Written task 1
Answer these questions from the email thread about bank compliance tools:
(a) Which banks does the opening message name?
(b) In the quoted message, what happens first if a credit-risk tool misses a big chunk?
(c) In the quoted message, for which uses will nobody lose sleep?
Written task 2
Do these statements agree with the email thread about bank compliance tools? Answer yes or no for each, quoting the words that decide it.
(a) The quoted message was sent on a Friday.
(b) The opening message calls the banks' tools strong on compliance and security.
(c) The quoted message lists anti-fraud among Credit Risk uses.
Written task 3
Extend the email thread about bank compliance tools, picking up after its last line.

Needless to say, the tools that are used by many banks that I came across such
as Citi, Capital One, Wells Fargo, GSachs are pretty laughable when it comes to
compliance and security. They somehow think they are secure when they aren't.





On Fri, Aug 26, 2016 5:46 AM, Mich Talebzadeh mich.talebza...@gmail.com wrote:
And yes any technology needs time for maturity but that said it shouldn't stop
us from transitioning
Depends on the application and how mission critical the business it is deployed
for. If you are using a tool for a Bank's Credit Risk (Surveillance, Anti-Money
Laundering, Employee Compliance, Anti-Fraud etc) and the tool missed a big chunk
for whatever reason then, the first thing will be the Bank will be fined in
($millions) and I will be looking for a new Job in London transport.
On the hand if the tools is used for some social media, sentiment analysis and
all that sort of stuff, I don't think anyone is going to lose sleep.
HTH








Dr Mich Talebzadeh



LinkedIn 
https://www.linkedin.com/profile/view?id=AAEWh2gBxianrbJd6zP6AcPCCdOABUrV8Pw




http://talebzadehmich.wordpress.com




Disclaimer: Use it at your own risk. Any and all responsibility for any loss, 
damage or destruction of data or any
other property which may arise from relying on this email's technical content is
explicitly disclaimed. The author will in no case be liable for any monetary
damages arising from such loss, damage or destruction.

Data section
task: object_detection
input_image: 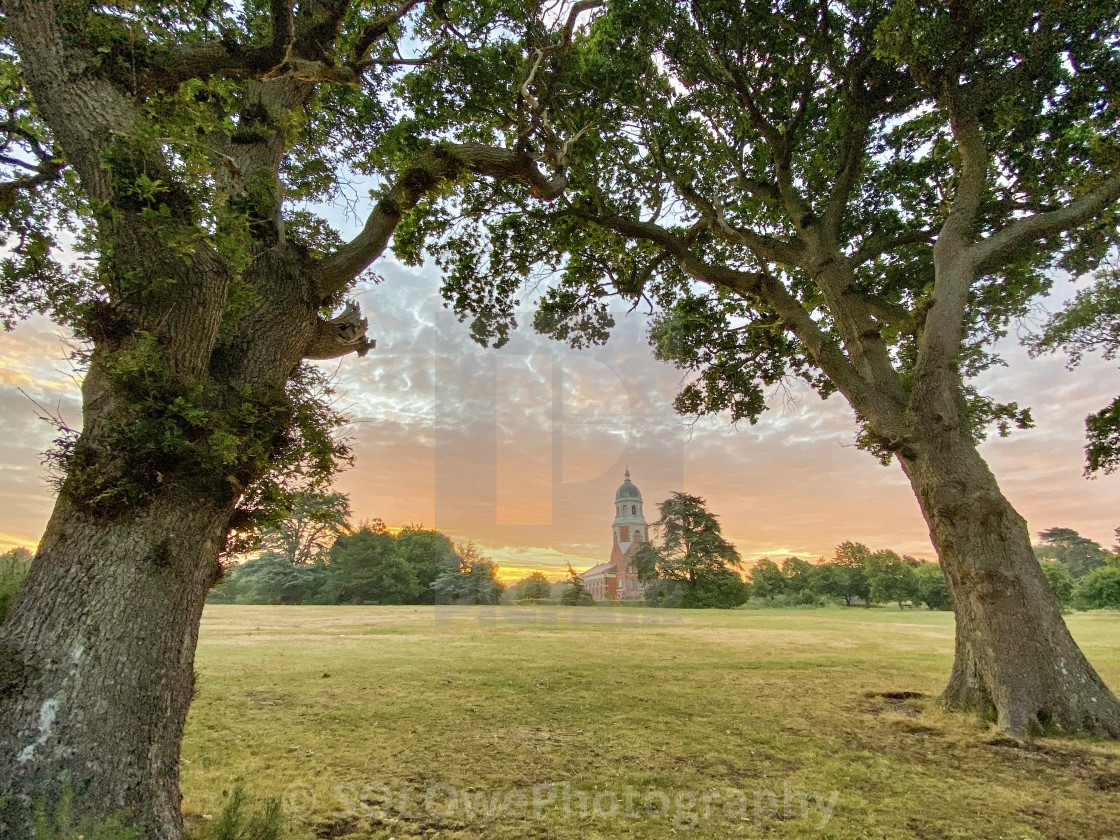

Written reply 1
(a) Citi, Capital One, Wells Fargo and GSachs.
(b) The bank is fined millions of dollars.
(c) Social media, sentiment analysis and that sort of thing.

Written reply 2
(a) Yes: "On Fri, Aug 26, 2016 5:46 AM"
(b) No: "pretty laughable when it comes to compliance and security"
(c) Yes: "Employee Compliance, Anti-Fraud etc"

Written reply 3
On 26 August 2016 at 12:58, kant kodali < kanth...@gmail.com > wrote:
@Steve your arguments make sense however there is a good majority of people who
have extensive experience with zookeeper prefer to avoid zookeeper and given the
ease of consul (which btw uses raft for the election) and etcd lot of us are
more inclined to avoid ZK.
And yes any technology needs time for maturity but that said it shouldn't stop
us from transitioning. for example people started using spark when it first
released instead of waiting for spark 2.0 where there are lot of optimizations
and bug fixes.





On Fri, Aug 26, 2016 2:50 AM, Steve Loughran ste...@hortonworks.com wrote:

On 25 Aug 2016, at 22:49, kant kodali < kanth...@gmail.com > wrote:
yeah so its seems like its work in progress. At very least Mesos took the
initiative to provide alternatives to ZK. I am just really looking forward for
this.
https://issues.apache.org/ jira/browse/MESOS-3797






I worry about any attempt to implement distributed consensus systems: they take
time in production to get right.
1. There's the need to prove that what you are building is valid if the
implementation matches the specification. That has apparently been done for ZK,
though given the complexity of maths involved, I cannot vouch for that myself: 
https://blog.acolyer.org/2015/ 03/09/zab-high-performance-
broadcast-for-primary-backup- systems/
2. you need to run it in production to find the problems. Google's Chubby paper
hints about the things they found out went wrong there. As far as ZK goes,
jepsen hints its robust
https://aphyr.com/posts/291- jepsen-zookeeper
If it has weaknesses, I'd point at - it's security model -it's lack of 
helpfulness when there are kerberos/SASL auth problems (ZK server
closes connection; client sees connection failure and retries), -the fact that 
it's failure modes aren't always understood by people coding
against it.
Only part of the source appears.